Acho que não preciso de dizer mais nada!!!  :CylFou3:  
Claro que o SCWD não gasta energia!!!... e isso é uma boa vantagem..mas.... volto a dizer o mesmo: Cada um no seu espaço e na sua função!!!

Grande Abraço,

Ricardo Lacerda

----------


## Diogo Lopes

Olá a todos,

Em primeiro lugar, quero deixar os meus parabéns para o Ricardo e o Juca por mais este espaço de convívio que se abre.

Nada melhor do que começar com algo que conheço relativamente bem! Há cerca de 1 ano atrás o Alexandre desafiou-me a mandar vir dos EUA uns aparelhómetros esquisitos que não tinhamos bem a certeza da sua funcionalidade. Pois, acabámos por mandar vir 6 e sem dúvida que ficámos satisfeitos.

Tal como o Ricardo diz, penso que o SCWD não compete com as powerhead e muito menos com um wavemaker. São realidades distintas para funções semelhantes, mas apenas complementares. Sem dúvida que o retorno é a melhor opção mas penso que poderá também ser ligado com outras opções. Usei durante uns meses com um filtro exterior (que servia apenas para a circulação de água) e fiquei satisfeito.

== DADOS FORNECIDOS ==
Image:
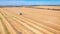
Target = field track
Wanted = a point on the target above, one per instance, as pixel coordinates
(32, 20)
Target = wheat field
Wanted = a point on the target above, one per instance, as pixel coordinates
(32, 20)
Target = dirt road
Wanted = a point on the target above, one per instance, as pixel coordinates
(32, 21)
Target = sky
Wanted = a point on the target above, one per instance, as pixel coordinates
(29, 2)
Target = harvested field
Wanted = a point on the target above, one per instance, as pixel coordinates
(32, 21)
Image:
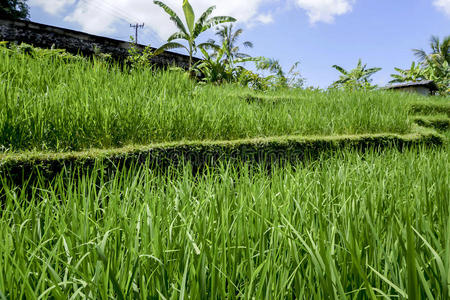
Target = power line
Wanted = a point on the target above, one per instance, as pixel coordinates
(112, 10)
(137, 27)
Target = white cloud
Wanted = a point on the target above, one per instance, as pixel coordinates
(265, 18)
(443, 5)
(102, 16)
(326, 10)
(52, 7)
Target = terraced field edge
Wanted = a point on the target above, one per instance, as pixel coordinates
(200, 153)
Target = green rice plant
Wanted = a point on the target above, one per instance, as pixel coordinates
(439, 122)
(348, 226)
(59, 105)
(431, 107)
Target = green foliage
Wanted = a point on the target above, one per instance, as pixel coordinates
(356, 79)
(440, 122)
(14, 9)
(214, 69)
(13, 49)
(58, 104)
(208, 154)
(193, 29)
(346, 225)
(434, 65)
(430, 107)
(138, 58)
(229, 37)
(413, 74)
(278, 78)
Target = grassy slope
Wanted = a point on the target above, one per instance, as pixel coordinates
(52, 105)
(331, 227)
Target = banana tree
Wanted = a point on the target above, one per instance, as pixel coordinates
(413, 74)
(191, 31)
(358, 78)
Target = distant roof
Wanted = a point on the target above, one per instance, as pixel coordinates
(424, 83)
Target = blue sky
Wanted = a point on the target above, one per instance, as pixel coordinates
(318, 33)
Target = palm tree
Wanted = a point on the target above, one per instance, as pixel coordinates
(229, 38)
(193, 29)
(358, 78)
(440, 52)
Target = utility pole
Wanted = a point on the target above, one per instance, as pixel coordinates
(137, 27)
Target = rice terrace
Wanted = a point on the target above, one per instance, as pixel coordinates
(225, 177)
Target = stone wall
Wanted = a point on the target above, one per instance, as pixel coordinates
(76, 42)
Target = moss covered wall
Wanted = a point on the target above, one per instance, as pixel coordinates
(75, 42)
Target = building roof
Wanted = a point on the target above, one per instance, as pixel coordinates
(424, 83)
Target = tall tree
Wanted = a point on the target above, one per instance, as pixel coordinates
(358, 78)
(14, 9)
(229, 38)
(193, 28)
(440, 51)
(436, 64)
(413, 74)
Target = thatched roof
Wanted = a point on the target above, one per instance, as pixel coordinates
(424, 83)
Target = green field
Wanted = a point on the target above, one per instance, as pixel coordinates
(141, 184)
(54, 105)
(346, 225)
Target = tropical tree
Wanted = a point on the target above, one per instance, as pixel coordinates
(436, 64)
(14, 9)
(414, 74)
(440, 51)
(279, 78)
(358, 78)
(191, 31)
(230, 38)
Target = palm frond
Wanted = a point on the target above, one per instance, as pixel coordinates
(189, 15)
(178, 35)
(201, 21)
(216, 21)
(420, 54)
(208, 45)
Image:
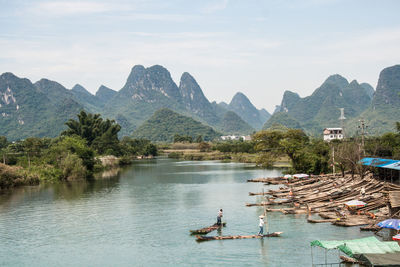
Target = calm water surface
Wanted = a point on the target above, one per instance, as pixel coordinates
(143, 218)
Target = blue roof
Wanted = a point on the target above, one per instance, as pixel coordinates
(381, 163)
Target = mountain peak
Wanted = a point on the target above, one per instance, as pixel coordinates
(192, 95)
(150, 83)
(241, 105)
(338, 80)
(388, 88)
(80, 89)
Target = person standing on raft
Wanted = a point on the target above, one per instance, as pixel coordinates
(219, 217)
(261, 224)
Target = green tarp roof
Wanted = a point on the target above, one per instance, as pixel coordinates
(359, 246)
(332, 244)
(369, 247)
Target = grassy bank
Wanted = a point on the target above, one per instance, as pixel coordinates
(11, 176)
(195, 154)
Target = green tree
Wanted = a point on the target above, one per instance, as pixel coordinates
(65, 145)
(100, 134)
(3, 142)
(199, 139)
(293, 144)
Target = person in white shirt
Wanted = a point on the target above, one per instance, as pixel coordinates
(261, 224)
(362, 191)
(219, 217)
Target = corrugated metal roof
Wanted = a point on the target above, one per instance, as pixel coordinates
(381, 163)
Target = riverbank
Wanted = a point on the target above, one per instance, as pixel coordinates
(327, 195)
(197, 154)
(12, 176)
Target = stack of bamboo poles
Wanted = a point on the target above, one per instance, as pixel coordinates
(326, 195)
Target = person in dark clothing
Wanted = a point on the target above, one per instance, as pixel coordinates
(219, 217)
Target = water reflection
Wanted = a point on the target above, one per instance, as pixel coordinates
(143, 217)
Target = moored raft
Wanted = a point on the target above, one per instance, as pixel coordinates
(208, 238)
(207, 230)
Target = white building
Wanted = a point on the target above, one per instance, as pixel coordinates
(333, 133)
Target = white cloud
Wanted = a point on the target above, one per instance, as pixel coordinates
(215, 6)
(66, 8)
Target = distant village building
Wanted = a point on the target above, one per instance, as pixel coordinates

== TAREFAS ==
1 - Responda a estas perguntas sobre a conversa acerca do SCWD:
(a) Na primeira mensagem, que vantagem do SCWD é apontada?
(b) Quantos aparelhos acabaram por mandar vir dos EUA?
(c) Com que aparelho Diogo Lopes usou o SCWD durante uns meses?
2 - Devolva, sem mudar nada, o trecho da conversa sobre o SCWD entre "Ricardo Lacerda" e "que se abre.", inclusive.
3 - Resuma a conversa sobre o SCWD em duas frases.

== RESPOSTAS POR TAREFA ==
1 -
(a) O SCWD não gasta energia.
(b) Seis.
(c) Com um filtro exterior, que servia apenas para a circulação de água.

2 -
Ricardo Lacerda

----------


## Diogo Lopes

Olá a todos,

Em primeiro lugar, quero deixar os meus parabéns para o Ricardo e o Juca por mais este espaço de convívio que se abre.

3 - Ricardo Lacerda reconhece que o SCWD não gasta energia, mas insiste que cada aparelho tem o seu espaço e a sua função. Diogo Lopes conta que mandaram vir seis destes aparelhos dos EUA e ficaram satisfeitos, acha que o SCWD não compete com as powerhead nem com um wavemaker e diz que o usou uns meses com um filtro exterior.